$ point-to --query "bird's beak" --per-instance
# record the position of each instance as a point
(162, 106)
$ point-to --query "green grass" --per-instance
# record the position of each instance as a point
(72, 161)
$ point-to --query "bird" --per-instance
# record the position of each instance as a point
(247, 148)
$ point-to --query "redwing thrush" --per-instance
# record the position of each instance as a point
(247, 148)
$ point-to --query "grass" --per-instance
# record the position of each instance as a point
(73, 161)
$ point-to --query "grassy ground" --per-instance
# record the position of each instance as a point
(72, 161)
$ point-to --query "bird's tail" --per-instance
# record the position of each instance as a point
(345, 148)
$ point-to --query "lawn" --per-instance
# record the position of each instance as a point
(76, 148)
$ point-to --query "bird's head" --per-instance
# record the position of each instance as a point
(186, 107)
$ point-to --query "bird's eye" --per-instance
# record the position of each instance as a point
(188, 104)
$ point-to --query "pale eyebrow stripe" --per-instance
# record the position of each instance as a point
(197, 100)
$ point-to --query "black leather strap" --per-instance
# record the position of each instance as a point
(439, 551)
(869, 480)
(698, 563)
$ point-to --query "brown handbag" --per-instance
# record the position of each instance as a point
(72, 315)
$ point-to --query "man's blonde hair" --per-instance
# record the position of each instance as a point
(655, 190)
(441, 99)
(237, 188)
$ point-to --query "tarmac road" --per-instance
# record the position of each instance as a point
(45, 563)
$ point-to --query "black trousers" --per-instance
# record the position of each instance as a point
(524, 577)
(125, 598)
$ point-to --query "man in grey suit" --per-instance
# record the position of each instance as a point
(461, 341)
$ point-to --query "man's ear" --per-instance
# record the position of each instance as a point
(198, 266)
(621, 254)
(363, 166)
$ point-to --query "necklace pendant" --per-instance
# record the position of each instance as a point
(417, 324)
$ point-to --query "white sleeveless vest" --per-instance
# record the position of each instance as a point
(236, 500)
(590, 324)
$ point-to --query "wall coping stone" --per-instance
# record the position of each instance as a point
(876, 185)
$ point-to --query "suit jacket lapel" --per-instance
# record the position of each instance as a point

━━━━

**Exercise objective:** Every record is to be repeated exactly as written.

**Reply:**
$ point-to --query "bird's beak" --per-instance
# record the position of each instance as a point
(162, 106)
$ point-to --query "green grass" --per-instance
# record the position of each instance as a point
(72, 161)
$ point-to --query "bird" --per-instance
# record the position of each instance as a point
(247, 148)
$ point-to --query "redwing thrush" --per-instance
# record the position of each instance as a point
(247, 148)
$ point-to --query "grass" --per-instance
# record the position of each instance as a point
(73, 161)
$ point-to --query "grassy ground" --per-instance
# record the position of each instance as a point
(72, 161)
$ point-to --query "bird's tail" --per-instance
# record the position of each instance as a point
(345, 148)
$ point-to --query "lawn" --per-instance
# record the position of each instance as a point
(76, 148)
$ point-to --query "bird's head" --per-instance
# record the position of each instance as a point
(186, 107)
$ point-to --query "bird's eye" --per-instance
# record the position of each instance as a point
(188, 104)
$ point-to --query "pale eyebrow stripe" --per-instance
# record the position of each instance as a point
(197, 100)
$ point-to --query "black leather strap" --per-instance
# record the position of each instance as a point
(439, 551)
(869, 480)
(698, 563)
$ point-to --query "brown handbag" --per-instance
# record the position of each instance as a point
(72, 315)
$ point-to --query "man's blonde hair" --per-instance
# record the position of each instance as a point
(655, 190)
(441, 99)
(237, 188)
$ point-to --query "tarmac road" --per-instance
# record the position of each instance as a point
(45, 563)
$ point-to --query "black trousers" --per-instance
# record the position of each instance as a point
(524, 577)
(125, 598)
$ point-to --query "man in grey suit" --per-instance
# record the position of each instance as a point
(461, 341)
$ point-to --query "man's ear" --per-instance
# record the position of each instance as a point
(198, 266)
(621, 254)
(363, 166)
$ point-to --query "necklace pendant" --per-instance
# record the position of each instance as a point
(417, 324)
$ point-to --query "white sleeveless vest" --per-instance
# record the position of each instance as a point
(236, 500)
(590, 324)
$ point-to --query "wall coping stone" --per-instance
# record the position of each instance as a point
(876, 185)
$ point-to --query "suit jacket lapel" --per-instance
# record the position of each instance as a point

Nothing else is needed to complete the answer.